## EXERCISE REQUIREMENTS
Copy out exactly the lines from the one containing "Which spot lies innermost in each instance of the pavilion" to the end of the records below, both included, and nothing else.

[Collection entries]
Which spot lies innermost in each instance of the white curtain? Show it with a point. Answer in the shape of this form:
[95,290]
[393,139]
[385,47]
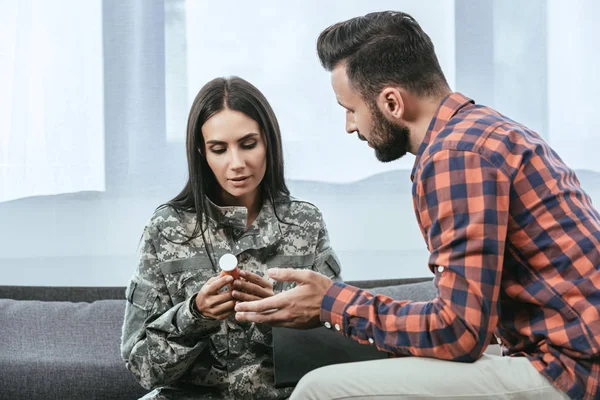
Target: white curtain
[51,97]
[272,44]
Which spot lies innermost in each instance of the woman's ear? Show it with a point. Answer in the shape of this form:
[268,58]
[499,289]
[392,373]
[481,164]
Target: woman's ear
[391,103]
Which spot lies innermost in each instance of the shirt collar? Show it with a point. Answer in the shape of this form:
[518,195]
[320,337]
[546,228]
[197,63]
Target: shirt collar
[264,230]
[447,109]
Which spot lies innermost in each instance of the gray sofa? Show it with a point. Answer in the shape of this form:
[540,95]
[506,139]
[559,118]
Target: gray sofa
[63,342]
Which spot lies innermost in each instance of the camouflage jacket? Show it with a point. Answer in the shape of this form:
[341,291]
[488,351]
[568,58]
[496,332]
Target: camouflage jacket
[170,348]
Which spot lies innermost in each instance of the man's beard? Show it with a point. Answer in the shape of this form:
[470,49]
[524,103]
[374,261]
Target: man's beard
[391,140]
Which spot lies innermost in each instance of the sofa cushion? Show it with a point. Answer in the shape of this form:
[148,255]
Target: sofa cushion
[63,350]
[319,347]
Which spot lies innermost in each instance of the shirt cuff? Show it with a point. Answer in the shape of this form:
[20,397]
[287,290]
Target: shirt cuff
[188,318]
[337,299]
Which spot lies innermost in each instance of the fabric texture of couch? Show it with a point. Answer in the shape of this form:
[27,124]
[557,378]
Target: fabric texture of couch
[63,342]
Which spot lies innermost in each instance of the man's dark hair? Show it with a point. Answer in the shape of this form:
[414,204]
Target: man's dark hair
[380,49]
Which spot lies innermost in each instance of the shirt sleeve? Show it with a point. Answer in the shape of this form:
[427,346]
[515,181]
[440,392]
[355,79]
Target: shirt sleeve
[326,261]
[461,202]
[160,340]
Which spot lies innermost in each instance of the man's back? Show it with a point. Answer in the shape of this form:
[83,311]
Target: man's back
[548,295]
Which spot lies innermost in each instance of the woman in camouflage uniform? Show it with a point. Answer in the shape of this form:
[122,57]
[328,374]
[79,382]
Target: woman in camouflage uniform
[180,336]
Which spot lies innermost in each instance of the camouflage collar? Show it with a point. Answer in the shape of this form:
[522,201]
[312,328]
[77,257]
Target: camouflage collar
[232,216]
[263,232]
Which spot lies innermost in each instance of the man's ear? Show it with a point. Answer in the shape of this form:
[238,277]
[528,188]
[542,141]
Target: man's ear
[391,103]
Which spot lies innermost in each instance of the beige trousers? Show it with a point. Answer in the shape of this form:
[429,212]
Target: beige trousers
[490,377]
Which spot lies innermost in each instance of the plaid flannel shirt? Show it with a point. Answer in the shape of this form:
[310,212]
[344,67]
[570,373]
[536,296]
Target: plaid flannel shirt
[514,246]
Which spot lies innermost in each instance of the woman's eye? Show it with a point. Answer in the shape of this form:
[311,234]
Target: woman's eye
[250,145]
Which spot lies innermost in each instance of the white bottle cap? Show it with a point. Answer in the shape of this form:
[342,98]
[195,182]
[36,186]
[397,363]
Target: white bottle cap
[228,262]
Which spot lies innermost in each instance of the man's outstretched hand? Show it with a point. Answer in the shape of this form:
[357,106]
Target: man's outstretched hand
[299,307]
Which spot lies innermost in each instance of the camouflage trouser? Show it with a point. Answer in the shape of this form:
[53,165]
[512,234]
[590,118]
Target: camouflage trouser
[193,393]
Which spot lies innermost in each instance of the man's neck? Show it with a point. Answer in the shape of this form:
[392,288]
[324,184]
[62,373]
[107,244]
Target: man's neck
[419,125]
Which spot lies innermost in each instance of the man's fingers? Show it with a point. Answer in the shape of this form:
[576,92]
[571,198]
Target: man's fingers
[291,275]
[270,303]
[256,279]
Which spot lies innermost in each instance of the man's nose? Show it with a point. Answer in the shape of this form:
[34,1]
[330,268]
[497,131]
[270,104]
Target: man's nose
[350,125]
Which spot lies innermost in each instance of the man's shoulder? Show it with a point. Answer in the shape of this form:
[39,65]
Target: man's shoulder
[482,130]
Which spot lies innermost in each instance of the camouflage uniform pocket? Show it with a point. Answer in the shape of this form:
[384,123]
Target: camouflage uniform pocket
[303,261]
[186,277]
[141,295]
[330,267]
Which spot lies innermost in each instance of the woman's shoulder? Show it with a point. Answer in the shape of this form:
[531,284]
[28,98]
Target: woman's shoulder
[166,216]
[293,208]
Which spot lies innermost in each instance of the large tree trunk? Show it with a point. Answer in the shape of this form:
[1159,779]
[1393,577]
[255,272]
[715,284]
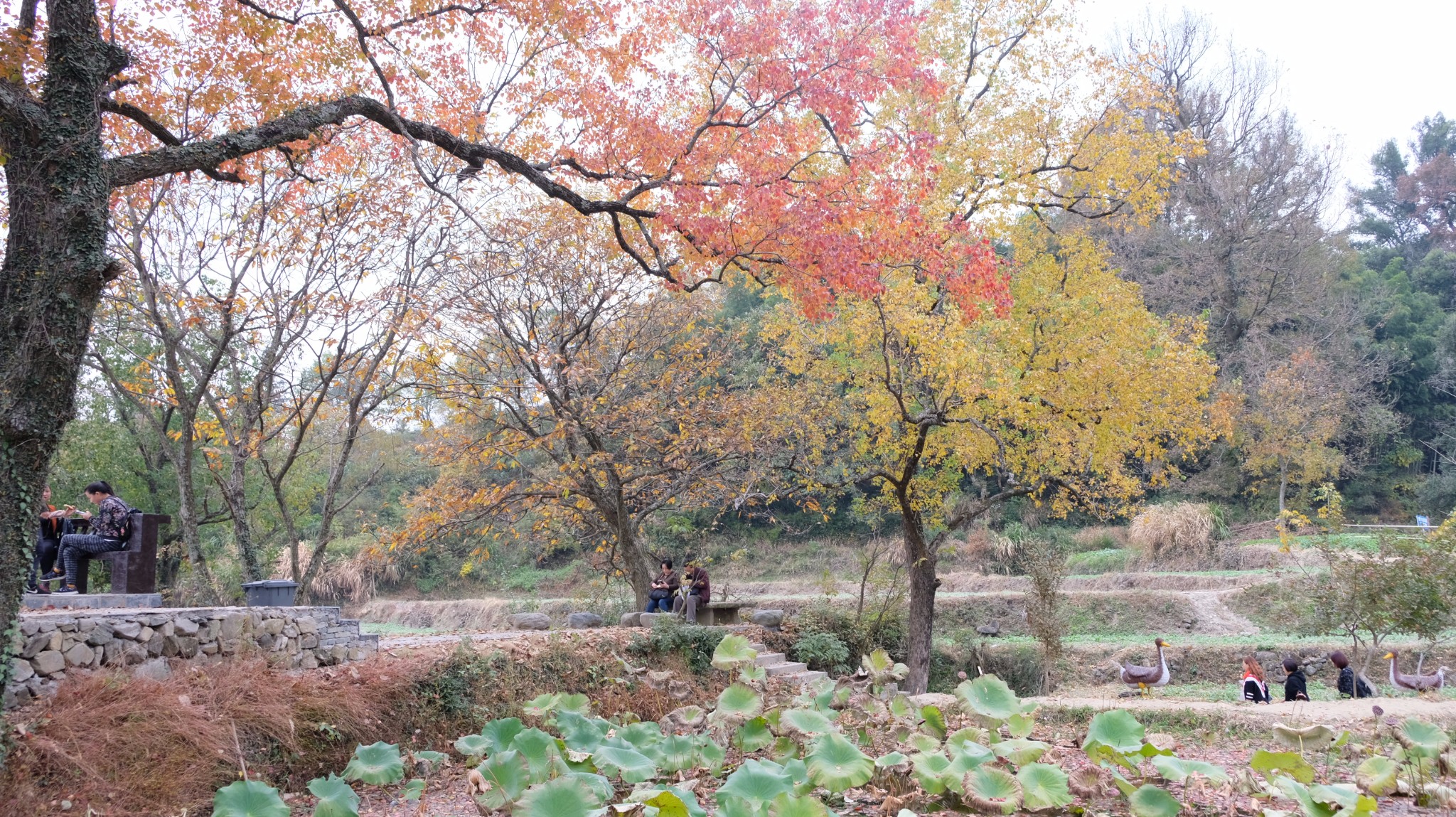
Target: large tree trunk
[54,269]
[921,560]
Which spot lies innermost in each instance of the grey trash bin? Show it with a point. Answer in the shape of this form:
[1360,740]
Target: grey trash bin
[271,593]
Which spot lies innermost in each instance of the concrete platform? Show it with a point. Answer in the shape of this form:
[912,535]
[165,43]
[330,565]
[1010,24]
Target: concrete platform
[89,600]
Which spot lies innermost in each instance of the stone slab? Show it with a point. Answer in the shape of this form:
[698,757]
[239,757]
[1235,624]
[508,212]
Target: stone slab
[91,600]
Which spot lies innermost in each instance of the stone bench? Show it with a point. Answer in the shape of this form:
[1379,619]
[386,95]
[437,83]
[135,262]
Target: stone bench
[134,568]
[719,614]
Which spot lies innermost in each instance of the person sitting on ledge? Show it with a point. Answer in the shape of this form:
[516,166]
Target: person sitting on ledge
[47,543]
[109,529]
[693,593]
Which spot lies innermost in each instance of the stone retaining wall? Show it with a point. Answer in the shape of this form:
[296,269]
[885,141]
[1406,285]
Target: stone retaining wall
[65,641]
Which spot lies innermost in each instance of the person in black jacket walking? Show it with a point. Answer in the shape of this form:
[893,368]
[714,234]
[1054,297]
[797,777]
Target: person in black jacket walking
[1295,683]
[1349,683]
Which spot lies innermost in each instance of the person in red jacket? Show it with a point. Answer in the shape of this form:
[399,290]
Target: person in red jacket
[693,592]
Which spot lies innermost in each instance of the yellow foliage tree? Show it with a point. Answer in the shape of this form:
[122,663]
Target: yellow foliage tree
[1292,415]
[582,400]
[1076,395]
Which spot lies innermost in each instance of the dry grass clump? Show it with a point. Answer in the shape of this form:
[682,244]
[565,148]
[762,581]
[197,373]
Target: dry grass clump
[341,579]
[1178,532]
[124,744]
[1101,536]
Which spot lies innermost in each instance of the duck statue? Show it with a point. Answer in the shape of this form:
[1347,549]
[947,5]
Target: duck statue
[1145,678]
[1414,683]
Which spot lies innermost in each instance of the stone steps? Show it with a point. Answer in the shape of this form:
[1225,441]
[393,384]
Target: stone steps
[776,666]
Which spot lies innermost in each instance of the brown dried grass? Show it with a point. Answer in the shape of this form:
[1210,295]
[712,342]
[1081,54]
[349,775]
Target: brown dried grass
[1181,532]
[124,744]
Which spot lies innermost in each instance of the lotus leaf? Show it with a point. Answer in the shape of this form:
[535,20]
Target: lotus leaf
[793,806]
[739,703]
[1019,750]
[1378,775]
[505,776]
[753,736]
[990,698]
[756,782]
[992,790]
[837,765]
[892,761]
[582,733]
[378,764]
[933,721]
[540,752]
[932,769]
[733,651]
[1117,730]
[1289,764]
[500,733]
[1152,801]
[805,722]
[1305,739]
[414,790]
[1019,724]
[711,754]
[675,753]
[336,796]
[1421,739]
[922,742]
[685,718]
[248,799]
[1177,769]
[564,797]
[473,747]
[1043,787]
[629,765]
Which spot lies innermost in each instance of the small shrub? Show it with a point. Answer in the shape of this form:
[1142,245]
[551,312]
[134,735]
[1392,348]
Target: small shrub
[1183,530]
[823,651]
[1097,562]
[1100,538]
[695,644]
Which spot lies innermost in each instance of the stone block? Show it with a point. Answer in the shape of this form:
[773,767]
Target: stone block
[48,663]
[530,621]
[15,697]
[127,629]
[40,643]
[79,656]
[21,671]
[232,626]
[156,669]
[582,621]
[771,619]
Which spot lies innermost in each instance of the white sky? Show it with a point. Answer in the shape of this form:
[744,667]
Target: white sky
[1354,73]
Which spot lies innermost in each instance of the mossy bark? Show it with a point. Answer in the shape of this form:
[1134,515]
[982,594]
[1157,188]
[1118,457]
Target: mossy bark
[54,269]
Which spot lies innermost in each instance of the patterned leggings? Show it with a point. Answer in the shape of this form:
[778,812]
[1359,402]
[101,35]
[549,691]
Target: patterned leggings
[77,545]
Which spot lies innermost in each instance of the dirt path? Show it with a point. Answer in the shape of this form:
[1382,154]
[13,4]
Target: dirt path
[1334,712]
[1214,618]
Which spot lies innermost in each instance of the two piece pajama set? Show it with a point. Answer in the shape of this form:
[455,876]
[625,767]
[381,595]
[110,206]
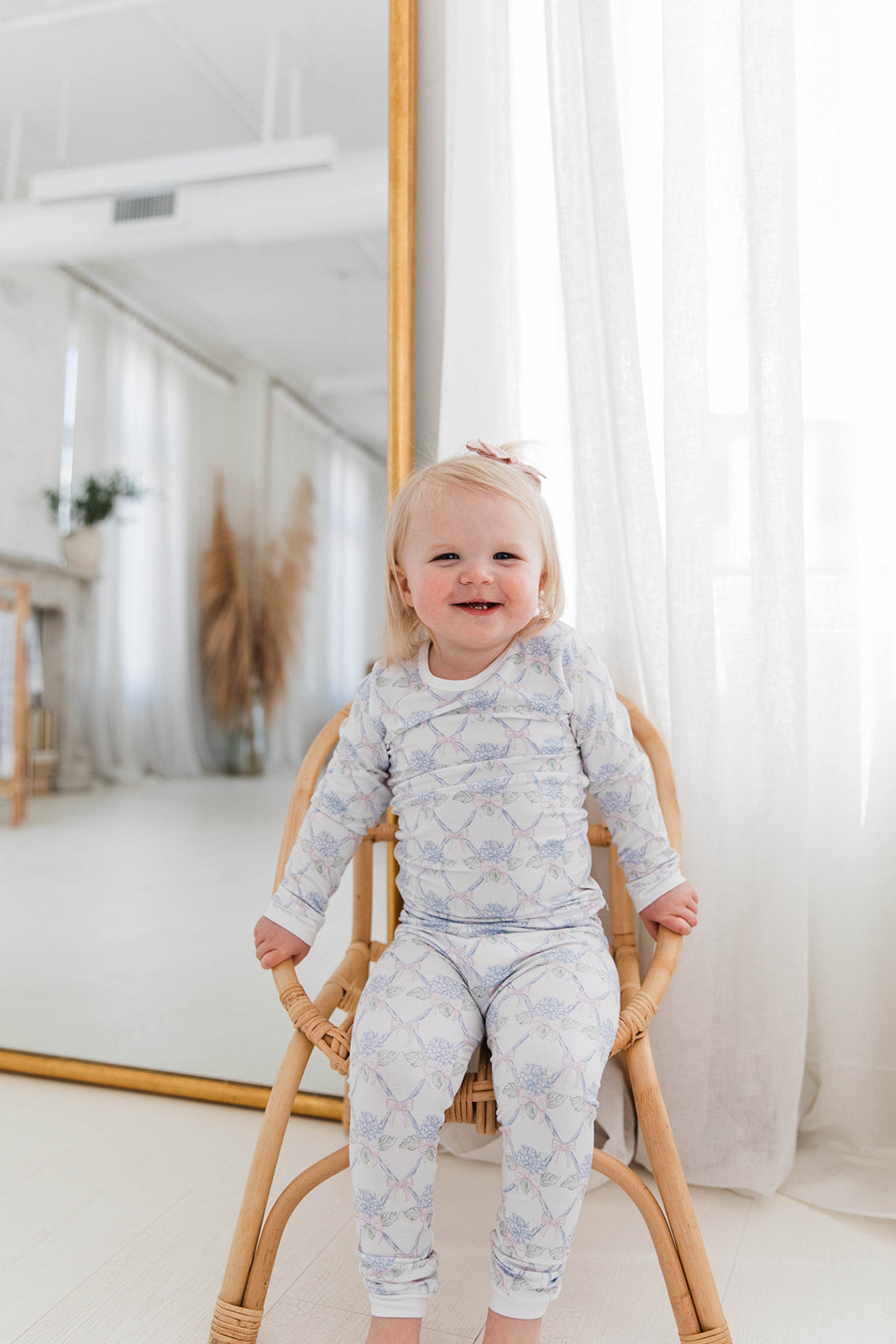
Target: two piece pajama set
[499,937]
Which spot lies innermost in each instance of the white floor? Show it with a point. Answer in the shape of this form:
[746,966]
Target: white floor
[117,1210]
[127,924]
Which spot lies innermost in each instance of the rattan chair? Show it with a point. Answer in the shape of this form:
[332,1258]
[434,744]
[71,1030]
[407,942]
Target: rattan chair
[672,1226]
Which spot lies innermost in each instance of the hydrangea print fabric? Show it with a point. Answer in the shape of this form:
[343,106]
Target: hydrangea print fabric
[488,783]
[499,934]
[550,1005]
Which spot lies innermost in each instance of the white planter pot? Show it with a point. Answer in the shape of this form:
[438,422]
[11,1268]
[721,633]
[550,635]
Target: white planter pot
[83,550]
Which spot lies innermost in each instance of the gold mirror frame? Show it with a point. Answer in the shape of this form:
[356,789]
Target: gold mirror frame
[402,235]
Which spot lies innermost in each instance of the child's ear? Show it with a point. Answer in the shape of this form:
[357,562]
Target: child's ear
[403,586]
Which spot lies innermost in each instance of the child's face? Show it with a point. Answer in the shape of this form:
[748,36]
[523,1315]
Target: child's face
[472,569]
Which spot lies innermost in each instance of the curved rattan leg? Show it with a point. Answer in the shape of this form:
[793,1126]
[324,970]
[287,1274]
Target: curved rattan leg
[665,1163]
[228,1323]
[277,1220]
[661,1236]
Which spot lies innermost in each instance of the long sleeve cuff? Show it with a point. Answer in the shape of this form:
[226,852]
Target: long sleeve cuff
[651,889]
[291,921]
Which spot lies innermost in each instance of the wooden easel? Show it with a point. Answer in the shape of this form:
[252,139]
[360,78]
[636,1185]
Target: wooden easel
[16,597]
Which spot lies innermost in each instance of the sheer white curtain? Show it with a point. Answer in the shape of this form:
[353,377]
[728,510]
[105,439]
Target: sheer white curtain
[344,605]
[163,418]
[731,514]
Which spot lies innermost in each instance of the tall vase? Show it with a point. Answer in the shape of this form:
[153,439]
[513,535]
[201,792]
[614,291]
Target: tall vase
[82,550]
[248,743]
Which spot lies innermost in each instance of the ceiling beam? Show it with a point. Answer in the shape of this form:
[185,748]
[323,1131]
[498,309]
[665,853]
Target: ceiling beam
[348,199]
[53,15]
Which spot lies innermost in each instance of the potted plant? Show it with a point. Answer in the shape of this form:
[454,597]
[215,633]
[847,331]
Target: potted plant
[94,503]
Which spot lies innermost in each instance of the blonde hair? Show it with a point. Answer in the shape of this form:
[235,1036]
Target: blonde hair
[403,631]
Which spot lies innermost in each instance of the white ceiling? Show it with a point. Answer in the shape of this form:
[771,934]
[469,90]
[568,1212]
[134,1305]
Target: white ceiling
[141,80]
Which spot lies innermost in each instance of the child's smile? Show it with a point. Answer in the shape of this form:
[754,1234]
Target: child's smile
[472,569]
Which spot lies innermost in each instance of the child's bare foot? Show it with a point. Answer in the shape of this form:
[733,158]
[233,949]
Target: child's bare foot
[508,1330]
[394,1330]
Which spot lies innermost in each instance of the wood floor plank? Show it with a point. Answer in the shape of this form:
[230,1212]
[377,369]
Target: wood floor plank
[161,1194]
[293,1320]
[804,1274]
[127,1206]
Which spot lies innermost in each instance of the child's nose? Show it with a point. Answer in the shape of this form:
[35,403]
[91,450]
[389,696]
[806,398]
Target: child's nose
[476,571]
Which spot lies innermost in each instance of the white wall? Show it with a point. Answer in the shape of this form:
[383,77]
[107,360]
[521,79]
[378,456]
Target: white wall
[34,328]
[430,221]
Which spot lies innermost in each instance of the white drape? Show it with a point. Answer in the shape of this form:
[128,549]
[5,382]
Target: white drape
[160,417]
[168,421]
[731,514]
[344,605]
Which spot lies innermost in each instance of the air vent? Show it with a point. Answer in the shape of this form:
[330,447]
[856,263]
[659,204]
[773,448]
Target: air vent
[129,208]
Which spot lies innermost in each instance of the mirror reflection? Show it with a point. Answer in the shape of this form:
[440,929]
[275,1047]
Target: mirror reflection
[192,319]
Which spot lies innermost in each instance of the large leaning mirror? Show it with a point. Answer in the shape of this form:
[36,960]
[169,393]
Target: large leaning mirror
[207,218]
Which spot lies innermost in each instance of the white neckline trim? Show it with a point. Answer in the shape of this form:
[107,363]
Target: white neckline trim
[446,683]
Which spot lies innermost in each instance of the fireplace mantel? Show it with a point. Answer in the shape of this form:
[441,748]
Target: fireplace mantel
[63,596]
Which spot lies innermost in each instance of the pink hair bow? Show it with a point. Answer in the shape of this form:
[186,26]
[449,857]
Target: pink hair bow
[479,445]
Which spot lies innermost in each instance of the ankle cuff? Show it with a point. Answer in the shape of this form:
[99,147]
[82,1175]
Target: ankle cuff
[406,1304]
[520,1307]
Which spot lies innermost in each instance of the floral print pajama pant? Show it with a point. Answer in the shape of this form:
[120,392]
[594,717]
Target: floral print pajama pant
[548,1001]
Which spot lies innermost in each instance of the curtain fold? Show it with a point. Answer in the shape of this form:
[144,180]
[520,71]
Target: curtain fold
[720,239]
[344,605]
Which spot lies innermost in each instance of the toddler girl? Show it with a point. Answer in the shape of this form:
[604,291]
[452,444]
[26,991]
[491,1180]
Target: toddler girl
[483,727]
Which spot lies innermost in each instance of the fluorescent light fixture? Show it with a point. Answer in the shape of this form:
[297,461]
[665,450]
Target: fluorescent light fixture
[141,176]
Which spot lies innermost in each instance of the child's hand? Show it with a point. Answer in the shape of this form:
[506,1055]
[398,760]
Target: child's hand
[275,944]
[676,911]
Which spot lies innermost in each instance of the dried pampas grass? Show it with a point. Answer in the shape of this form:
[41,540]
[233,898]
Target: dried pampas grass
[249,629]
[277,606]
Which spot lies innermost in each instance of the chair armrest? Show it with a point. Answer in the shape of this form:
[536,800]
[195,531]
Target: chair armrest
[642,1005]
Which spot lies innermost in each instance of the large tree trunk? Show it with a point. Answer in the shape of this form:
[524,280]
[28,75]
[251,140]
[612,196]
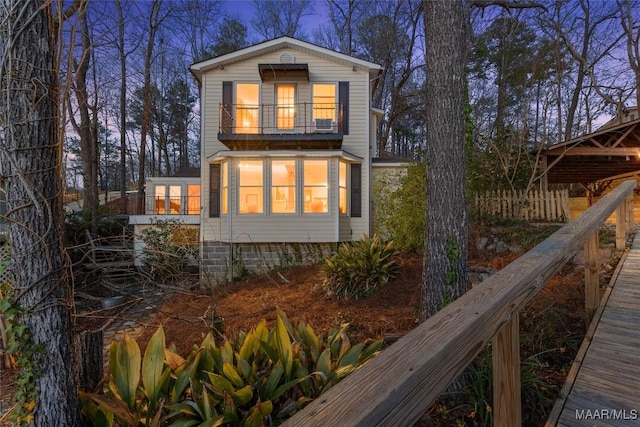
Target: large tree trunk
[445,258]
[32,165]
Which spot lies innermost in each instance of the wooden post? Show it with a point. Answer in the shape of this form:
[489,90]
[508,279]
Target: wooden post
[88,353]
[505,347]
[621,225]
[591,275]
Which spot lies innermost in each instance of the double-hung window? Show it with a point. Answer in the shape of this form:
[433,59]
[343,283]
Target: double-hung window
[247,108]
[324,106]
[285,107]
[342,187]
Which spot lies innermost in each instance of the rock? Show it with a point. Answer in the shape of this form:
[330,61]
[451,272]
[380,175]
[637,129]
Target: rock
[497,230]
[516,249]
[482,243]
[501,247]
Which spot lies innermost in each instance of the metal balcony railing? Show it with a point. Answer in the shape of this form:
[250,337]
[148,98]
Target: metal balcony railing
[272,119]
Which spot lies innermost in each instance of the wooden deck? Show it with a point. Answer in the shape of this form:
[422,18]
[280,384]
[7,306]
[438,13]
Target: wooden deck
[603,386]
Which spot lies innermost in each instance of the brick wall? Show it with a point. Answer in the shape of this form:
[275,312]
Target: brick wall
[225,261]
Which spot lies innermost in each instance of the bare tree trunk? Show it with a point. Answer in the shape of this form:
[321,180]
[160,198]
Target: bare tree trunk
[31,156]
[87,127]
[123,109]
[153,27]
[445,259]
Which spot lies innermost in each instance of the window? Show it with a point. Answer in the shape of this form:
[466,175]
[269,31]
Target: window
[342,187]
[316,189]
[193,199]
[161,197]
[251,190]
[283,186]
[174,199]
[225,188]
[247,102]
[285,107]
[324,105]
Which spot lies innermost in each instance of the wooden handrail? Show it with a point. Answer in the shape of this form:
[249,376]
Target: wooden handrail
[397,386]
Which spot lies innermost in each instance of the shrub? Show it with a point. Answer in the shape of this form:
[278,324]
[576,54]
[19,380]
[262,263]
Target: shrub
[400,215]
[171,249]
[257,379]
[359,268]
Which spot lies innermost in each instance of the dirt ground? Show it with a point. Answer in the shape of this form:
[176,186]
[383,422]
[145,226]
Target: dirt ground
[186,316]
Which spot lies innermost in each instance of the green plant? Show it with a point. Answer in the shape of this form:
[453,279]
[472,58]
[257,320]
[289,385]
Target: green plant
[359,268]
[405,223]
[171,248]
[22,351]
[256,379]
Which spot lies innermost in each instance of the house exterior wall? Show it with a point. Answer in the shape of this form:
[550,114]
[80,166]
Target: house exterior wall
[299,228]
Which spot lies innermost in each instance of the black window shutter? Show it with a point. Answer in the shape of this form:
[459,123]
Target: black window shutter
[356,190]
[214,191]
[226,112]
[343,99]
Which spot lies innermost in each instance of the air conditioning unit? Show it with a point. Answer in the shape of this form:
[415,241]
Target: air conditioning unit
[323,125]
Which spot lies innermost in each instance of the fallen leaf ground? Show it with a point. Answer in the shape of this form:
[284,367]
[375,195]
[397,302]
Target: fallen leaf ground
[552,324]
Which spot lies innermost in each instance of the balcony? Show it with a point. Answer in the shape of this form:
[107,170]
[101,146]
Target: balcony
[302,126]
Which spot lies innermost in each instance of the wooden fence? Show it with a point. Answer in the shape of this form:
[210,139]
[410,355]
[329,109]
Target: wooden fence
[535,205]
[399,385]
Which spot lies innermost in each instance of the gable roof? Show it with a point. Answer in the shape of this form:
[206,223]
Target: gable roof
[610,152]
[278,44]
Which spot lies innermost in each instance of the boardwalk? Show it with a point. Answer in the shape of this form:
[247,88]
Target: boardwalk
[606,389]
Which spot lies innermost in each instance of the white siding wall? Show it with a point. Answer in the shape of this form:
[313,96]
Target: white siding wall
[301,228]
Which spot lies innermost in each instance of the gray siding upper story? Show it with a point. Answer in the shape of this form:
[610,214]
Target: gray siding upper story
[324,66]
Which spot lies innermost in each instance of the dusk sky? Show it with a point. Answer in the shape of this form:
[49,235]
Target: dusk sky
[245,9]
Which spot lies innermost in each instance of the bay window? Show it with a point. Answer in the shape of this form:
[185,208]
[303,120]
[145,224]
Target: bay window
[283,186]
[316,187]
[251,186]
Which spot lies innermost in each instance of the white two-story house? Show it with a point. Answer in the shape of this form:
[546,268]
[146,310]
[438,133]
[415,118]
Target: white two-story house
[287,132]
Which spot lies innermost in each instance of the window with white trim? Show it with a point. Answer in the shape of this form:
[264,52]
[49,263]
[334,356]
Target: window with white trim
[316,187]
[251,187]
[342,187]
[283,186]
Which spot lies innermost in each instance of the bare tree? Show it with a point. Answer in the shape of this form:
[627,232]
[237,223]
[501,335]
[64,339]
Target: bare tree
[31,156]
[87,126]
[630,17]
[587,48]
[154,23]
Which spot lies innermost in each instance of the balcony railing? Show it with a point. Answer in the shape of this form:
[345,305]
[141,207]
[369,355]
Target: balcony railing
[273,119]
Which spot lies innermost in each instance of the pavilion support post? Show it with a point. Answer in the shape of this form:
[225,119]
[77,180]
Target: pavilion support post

## YOUR SOLUTION
Which spot lies innermost in each instance of the pavilion support post? Show it with a point. Answer in the shape of this form:
[225,119]
[77,180]
Target: pavilion support post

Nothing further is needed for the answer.